◆ Short task: Restate all of the data exactly.

::::::::::

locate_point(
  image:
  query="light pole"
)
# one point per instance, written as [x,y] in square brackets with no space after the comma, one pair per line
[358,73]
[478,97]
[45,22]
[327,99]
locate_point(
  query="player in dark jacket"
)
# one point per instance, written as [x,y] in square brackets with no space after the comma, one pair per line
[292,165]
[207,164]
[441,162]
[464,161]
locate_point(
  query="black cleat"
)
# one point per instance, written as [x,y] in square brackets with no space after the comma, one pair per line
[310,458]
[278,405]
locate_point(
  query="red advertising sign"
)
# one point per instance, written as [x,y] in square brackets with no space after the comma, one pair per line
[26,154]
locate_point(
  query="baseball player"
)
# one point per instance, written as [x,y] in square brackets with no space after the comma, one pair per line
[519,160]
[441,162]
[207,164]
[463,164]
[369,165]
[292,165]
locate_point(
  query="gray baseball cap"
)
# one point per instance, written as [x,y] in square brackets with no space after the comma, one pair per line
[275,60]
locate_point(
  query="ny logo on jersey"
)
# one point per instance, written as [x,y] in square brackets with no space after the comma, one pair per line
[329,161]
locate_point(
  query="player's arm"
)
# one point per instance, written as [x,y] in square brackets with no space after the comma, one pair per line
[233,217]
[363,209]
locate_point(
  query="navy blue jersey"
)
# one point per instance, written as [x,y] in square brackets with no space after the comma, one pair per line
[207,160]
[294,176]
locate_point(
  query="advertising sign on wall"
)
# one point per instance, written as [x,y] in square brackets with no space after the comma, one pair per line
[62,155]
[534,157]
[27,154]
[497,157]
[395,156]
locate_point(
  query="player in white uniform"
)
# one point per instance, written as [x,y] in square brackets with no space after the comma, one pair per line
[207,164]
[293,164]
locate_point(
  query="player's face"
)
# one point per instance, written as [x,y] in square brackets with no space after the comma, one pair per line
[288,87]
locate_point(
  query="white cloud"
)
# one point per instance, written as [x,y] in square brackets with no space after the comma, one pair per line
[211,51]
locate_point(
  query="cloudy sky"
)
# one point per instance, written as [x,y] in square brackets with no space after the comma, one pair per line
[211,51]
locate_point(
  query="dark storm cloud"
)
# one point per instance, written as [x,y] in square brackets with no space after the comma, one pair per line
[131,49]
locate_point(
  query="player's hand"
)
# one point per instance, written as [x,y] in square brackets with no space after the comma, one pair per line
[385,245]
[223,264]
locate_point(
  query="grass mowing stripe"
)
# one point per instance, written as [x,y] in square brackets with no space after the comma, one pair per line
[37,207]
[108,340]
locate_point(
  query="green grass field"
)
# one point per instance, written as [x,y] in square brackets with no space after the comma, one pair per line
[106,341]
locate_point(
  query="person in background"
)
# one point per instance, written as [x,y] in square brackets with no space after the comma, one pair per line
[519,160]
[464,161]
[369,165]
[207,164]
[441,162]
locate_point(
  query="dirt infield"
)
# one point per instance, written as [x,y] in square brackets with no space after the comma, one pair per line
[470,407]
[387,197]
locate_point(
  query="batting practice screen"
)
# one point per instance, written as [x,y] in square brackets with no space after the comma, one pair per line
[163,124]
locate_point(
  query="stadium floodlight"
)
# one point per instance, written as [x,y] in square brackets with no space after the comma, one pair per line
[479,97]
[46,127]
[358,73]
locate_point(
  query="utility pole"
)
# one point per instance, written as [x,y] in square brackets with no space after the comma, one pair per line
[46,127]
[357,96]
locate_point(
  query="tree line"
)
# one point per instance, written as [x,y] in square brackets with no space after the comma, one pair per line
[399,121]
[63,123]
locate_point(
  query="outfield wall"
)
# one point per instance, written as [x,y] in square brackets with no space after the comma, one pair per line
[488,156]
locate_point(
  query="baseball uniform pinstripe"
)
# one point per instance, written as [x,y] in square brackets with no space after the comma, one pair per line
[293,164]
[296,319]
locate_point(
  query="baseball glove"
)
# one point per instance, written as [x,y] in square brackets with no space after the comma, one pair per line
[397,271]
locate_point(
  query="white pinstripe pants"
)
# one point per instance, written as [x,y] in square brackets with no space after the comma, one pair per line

::::::::::

◆ Problem solution:
locate_point(
  image:
  query="light pole"
)
# one point per instance, written as [x,y] in square brackets with no space after the comma, one pair per line
[358,73]
[478,97]
[45,22]
[327,99]
locate_point(
  query="player in dark jacket"
)
# one point per instance, written as [x,y] in square brackets with no space after the comma, one pair per line
[292,165]
[207,164]
[441,162]
[464,161]
locate_point(
  query="black cleat"
)
# one point per instance, written as [x,y] in square brackets with no space after the comma, one pair per line
[310,458]
[278,405]
locate_point(
  query="red advertising sign"
)
# one point per instance, written as [x,y] in square brackets with no space after the comma, one pair per line
[26,154]
locate_point(
  query="baseball player"
)
# one point per instance, written as [x,y] in square brackets with no space after the comma, one pair per line
[519,160]
[441,162]
[207,164]
[463,164]
[369,165]
[292,165]
locate_point(
  query="gray baseball cap"
)
# one point per instance, written as [x,y] in square brackets with no space after the comma, one pair per line
[275,60]
locate_point(
  query="ny logo on jersey"
)
# one point per instance, written as [x,y] in square brackets with no space after the comma, one pair per line
[329,161]
locate_point(
  query="player's arm"
)
# one point per instance, written as [x,y] in square brackets with no space after the comma, one pair per line
[233,217]
[363,209]
locate_point(
  query="navy blue jersey"
)
# one point per instance, written as [x,y] in square brackets with no space after the comma, one pair per line
[207,160]
[294,176]
locate_point(
  query="advertising sign on wall"
)
# one point per instance, written as [x,y] in square brackets with no space after the comma, one pair per line
[62,155]
[534,157]
[27,154]
[497,157]
[395,156]
locate_point(
  query="player in white uniform"
)
# one point per instance, written as [x,y] in square brackets with no space after the comma, one pair per line
[207,164]
[293,164]
locate_point(
  query="player's face"
)
# one point per instance, written as [x,y] in square brackets with no space after the comma, one pair per line
[288,87]
locate_point(
  query="white cloud"
)
# one point per instance, written as [x,y] in square brackets with no space after the comma, one pair per line
[211,51]
locate_point(
  query="cloudy sky"
)
# one point per instance, written as [x,y] in square brackets with no space after the comma, one pair per line
[211,51]
locate_point(
  query="dark storm cloud"
)
# one point per instance, written as [x,y] in square brackets with no space after the comma, one pair per line
[131,49]
locate_point(
  query="player's hand"
)
# one point per instance, written as [x,y] in square brackets with no space after the comma, one pair per line
[385,245]
[223,264]
locate_point(
  query="grass mowing stripe"
)
# one point per instance, written as [x,y] in square brackets with no space after the comma, one pair per line
[37,207]
[108,340]
locate_point(
  query="green grass field"
)
# one point per instance, written as [x,y] in square brackets with no space after the comma, one pair per line
[106,341]
locate_point(
  query="person in background"
)
# one point per instance, written as [x,y] in square brackets with no space after the comma, one pair per line
[519,160]
[464,161]
[369,165]
[207,164]
[441,162]
locate_point(
  query="dirt infield"
)
# one point per instance, written as [x,y] in square brackets with no space after the comma, one pair per line
[470,407]
[387,197]
locate_point(
  query="batting practice screen"
)
# one point per instance, written as [x,y] in square brackets with no space after the comma, one pair per line
[163,124]
locate_point(
  query="stadium floodlight"
)
# one point per instance, written as [x,y] in square brackets with no space after the comma, one pair per line
[479,97]
[46,127]
[358,73]
locate_point(
  query="utility pole"
)
# one point per instance, written as [x,y] in square brackets with no space after the comma, one pair per line
[46,127]
[357,96]
locate_point(
  query="tree line"
)
# one point per instance, written as [x,y] in square brackets with no space after the comma, one pair per line
[399,121]
[63,123]
locate_point(
  query="outfield wall"
)
# one point per instance, written as [x,y] in square brackets with no space after the comma, one pair per line
[488,156]
locate_point(
  query="baseball uniform pinstripe"
)
# one point per instance, written as [x,y] in square brackets with no space after the comma, one pair per line
[293,164]
[296,319]
locate_point(
  query="baseball glove"
)
# one point per instance, written as [x,y] in square brackets with no space after the comma, one pair per line
[397,271]
locate_point(
  query="white pinstripe pants"
)
# one point per instance, written as [x,y] in square brackets with no space after the comma, one pair per line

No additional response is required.